## What this task involves
List each line in the listing below that contains the word "ball". The match is case-sensitive.

— Begin —

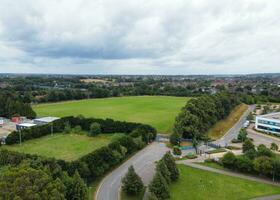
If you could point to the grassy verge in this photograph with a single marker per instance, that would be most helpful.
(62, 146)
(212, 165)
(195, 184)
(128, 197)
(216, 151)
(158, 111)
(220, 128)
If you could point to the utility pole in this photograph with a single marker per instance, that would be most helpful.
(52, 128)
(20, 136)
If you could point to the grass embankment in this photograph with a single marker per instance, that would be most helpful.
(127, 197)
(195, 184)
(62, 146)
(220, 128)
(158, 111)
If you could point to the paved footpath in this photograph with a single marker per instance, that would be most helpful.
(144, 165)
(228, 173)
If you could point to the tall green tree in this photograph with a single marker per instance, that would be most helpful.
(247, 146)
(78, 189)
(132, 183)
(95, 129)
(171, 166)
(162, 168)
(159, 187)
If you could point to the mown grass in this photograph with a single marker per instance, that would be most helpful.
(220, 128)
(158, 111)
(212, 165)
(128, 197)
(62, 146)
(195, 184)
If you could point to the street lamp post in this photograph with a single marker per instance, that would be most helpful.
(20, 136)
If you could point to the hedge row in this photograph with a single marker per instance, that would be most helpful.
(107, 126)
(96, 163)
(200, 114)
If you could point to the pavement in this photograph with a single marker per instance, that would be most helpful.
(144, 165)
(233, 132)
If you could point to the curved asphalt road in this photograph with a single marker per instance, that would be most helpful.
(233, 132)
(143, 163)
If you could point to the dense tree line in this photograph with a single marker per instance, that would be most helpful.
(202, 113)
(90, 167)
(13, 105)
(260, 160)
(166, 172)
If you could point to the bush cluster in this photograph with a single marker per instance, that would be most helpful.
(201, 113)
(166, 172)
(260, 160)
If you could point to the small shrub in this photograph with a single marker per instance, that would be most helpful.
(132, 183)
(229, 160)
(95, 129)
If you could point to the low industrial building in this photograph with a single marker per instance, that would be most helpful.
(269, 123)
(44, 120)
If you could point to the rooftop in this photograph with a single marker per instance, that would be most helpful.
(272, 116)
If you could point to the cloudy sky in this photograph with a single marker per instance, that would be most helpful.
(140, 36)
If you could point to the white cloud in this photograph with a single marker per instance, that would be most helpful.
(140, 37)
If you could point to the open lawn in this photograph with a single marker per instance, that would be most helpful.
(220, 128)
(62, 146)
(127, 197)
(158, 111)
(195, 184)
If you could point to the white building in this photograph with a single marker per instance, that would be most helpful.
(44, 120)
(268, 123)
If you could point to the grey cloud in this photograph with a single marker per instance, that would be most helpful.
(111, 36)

— End —
— Begin —

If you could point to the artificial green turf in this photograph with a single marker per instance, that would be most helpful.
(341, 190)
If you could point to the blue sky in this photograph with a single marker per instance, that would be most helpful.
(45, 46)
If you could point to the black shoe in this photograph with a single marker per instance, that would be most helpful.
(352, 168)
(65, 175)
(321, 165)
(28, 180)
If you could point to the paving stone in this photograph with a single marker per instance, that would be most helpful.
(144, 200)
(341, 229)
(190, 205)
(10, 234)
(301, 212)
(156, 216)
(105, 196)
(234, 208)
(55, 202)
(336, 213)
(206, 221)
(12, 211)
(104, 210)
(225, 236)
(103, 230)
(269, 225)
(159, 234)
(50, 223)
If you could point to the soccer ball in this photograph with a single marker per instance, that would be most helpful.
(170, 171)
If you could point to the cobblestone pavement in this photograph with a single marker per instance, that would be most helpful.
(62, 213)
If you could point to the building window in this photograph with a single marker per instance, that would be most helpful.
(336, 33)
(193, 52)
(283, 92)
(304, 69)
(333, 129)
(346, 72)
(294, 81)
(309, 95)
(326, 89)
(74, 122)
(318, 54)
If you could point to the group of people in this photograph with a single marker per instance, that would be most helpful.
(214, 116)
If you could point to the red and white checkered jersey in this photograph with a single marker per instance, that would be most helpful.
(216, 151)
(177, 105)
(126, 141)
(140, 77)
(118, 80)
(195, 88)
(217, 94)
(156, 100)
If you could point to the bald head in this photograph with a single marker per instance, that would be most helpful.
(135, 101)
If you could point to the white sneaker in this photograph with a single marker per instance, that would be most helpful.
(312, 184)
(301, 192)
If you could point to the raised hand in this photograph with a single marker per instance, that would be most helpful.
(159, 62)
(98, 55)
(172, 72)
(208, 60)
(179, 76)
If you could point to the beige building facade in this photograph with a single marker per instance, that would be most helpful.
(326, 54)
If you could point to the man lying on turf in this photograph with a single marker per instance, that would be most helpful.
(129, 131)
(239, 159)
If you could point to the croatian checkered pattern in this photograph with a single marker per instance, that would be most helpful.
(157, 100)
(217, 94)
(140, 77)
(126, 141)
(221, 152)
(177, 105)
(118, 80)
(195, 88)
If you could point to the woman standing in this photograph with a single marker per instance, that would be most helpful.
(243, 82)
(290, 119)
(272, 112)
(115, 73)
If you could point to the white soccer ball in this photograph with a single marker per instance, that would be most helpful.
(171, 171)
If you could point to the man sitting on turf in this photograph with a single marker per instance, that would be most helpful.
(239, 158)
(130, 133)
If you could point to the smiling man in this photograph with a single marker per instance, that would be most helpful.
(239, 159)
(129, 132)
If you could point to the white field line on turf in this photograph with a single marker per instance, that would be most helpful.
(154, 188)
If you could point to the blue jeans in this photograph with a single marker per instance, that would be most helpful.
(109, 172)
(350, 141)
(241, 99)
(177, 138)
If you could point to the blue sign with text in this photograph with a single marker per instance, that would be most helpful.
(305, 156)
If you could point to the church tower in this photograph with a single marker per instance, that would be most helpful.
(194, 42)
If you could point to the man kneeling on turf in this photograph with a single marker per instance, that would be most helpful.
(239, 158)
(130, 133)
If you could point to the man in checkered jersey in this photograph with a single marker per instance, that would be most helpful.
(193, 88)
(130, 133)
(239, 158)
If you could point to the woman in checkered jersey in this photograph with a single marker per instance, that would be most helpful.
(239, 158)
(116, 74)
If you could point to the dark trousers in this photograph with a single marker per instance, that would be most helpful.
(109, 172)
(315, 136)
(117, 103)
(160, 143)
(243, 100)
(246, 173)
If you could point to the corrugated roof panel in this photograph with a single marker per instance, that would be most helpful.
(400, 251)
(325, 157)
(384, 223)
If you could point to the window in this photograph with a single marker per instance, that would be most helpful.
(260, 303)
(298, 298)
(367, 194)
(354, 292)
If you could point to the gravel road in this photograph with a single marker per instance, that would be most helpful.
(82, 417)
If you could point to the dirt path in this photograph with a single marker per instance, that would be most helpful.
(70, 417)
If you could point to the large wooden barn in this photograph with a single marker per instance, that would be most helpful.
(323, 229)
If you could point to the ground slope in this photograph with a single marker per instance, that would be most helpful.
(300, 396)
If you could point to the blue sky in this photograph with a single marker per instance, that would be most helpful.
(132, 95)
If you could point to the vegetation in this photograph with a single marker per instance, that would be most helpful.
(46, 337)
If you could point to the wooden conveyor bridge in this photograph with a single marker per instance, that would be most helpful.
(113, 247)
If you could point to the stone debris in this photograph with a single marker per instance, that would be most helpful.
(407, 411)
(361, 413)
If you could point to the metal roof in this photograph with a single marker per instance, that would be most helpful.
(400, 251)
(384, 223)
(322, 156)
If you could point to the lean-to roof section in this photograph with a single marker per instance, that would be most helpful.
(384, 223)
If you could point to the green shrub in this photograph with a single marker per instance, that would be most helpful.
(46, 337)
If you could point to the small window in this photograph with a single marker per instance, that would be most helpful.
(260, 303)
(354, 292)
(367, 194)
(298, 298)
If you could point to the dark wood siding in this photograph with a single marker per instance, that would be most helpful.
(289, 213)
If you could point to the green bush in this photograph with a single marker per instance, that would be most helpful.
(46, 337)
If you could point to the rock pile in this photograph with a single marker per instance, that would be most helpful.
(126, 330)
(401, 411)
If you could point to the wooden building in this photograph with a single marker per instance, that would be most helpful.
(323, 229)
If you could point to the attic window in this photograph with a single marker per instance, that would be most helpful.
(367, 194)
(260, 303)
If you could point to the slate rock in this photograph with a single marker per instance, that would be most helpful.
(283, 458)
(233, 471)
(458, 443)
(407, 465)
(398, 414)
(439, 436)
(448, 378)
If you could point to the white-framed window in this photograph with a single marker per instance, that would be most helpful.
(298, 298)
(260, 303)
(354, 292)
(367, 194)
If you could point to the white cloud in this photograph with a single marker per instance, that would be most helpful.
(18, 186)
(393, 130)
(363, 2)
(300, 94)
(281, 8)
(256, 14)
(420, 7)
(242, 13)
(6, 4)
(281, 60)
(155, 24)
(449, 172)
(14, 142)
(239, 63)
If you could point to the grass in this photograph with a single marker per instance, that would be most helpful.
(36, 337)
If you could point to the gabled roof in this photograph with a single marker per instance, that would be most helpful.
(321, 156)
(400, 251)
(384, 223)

— End —
— Begin —

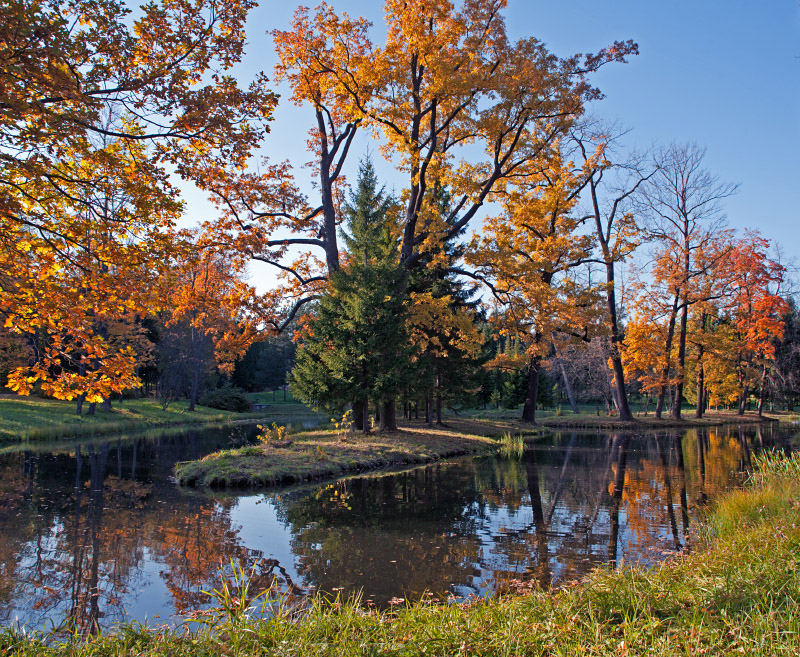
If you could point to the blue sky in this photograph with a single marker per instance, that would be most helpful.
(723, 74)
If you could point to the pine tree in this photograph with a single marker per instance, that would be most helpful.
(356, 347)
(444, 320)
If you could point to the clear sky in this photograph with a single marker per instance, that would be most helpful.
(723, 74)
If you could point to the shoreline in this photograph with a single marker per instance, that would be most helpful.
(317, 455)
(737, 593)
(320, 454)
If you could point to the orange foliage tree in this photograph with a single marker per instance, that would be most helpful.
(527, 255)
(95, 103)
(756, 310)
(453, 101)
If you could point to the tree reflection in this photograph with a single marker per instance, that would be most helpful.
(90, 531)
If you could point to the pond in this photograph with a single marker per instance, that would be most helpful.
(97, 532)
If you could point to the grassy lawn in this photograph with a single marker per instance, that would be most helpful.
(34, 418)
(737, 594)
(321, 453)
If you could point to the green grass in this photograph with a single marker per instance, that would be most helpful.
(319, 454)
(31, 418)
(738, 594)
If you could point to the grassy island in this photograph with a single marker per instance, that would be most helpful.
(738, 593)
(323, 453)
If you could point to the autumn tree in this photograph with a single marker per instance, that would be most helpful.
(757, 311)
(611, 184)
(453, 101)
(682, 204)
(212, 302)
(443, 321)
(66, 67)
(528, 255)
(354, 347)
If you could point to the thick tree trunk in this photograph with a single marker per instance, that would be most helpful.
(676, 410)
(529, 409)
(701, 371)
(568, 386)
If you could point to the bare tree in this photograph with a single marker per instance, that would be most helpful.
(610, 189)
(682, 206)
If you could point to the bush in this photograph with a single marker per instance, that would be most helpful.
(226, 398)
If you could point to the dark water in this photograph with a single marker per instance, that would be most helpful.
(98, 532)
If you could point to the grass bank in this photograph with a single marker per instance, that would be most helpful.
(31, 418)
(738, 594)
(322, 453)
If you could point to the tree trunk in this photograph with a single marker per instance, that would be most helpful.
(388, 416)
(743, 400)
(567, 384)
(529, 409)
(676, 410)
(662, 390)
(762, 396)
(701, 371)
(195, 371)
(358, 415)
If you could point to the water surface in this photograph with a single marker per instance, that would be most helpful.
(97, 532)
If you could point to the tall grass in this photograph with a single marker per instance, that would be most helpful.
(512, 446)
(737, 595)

— End —

## Solution
If you could point to the soccer ball in this photograph with a single marker per instance, that would be most helpful.
If you could point to the white soccer ball in this photograph with a single marker per instance, that would be most helpful.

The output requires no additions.